Task to carry out.
Turn every line of the material below into a JSON list of strings, one string per line, skipping any blank lines.

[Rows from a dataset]
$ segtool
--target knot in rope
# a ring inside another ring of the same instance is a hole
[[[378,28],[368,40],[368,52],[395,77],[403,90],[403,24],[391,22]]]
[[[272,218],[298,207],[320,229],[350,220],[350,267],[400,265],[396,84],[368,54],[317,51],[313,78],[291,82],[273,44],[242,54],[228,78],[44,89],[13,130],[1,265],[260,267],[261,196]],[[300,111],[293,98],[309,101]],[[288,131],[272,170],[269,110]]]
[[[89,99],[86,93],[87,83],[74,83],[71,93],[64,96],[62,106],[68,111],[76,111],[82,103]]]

Exercise solution.
[
  "$ segtool",
  "--target knot in rope",
  "# a ring inside another ring of the same instance is a hole",
  "[[[378,28],[368,40],[368,52],[395,77],[403,90],[403,24],[391,22]]]",
  "[[[272,218],[298,207],[320,229],[350,220],[350,267],[400,265],[396,84],[368,54],[317,51],[313,78],[291,82],[273,44],[242,54],[228,78],[44,89],[13,130],[1,265],[260,267],[261,196]],[[300,111],[293,98],[309,101]],[[288,131],[272,170],[269,110]]]",
  "[[[89,99],[86,93],[87,83],[74,83],[71,93],[64,96],[62,106],[68,111],[76,111],[82,103]]]"
]